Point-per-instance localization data

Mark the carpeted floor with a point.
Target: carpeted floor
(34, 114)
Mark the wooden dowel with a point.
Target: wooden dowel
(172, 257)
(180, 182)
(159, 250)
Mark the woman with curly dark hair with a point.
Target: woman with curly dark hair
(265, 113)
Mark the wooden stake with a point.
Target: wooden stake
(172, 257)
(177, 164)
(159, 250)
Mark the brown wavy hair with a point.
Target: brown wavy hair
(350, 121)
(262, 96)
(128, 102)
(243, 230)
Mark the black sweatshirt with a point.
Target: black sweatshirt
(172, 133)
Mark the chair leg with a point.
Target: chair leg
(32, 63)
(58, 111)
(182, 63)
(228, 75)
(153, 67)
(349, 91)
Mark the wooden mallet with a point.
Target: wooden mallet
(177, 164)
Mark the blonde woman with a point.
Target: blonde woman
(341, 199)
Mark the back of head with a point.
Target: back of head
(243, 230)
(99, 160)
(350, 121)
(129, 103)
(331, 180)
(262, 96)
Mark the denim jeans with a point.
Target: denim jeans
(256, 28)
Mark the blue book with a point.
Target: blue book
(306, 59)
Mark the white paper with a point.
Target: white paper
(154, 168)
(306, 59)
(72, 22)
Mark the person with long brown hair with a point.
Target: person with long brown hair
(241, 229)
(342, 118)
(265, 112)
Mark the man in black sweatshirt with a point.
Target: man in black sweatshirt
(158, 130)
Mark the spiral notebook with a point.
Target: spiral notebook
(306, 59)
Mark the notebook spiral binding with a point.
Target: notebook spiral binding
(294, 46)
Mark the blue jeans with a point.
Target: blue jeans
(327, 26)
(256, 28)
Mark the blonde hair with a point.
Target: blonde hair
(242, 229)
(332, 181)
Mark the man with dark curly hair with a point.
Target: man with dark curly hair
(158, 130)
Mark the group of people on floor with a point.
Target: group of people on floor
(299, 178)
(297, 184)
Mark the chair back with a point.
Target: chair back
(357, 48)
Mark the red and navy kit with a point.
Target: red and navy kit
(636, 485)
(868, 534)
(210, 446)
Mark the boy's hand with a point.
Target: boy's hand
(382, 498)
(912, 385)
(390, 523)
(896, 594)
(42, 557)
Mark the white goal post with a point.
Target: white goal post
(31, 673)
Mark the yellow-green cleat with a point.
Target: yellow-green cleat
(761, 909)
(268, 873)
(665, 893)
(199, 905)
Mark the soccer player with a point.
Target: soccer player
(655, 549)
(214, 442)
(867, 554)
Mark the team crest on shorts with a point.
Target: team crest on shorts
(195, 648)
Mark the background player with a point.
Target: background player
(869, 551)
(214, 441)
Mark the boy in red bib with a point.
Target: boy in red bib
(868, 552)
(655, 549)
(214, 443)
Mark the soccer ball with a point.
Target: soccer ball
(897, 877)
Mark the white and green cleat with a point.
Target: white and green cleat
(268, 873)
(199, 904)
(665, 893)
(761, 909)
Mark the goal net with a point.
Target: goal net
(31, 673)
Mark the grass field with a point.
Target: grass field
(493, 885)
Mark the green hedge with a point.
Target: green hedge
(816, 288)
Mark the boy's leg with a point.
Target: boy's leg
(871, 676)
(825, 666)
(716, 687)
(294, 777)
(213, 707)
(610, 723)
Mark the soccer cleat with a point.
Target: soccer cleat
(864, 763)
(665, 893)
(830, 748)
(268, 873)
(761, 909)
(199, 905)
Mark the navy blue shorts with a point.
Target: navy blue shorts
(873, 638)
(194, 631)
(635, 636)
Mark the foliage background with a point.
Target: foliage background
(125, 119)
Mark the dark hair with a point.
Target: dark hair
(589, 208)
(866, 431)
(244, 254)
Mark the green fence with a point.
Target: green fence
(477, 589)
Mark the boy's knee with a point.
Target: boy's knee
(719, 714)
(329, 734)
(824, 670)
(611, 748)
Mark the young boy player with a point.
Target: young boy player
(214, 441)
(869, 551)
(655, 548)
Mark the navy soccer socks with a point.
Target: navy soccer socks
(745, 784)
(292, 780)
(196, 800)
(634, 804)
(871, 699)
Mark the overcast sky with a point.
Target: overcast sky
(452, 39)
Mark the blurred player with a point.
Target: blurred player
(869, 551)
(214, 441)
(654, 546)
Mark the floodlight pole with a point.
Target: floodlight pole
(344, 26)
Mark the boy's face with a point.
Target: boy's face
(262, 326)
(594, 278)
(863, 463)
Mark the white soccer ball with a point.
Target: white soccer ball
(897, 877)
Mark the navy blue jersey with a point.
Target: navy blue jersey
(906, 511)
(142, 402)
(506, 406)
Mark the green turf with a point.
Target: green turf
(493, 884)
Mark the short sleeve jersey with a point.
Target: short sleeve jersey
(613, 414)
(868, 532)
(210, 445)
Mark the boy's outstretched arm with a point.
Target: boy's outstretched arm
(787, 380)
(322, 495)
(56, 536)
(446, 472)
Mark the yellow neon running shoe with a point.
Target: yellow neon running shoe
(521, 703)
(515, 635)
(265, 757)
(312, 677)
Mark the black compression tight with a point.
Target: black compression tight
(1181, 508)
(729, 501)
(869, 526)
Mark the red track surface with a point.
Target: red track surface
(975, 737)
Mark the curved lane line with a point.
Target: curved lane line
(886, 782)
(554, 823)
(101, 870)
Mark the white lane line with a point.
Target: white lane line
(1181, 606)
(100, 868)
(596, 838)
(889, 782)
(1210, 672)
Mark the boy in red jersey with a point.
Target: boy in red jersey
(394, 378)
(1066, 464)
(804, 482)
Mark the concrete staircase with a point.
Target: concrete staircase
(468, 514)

Task brief »
Each line from the one containing "Target: boy in red jersey" to the final line of the entries above must be returned exactly, and no other line may appear.

Result for this task »
Target: boy in red jersey
(394, 378)
(1066, 464)
(804, 482)
Mark the concrete staircase with a point.
Target: concrete staircase
(468, 514)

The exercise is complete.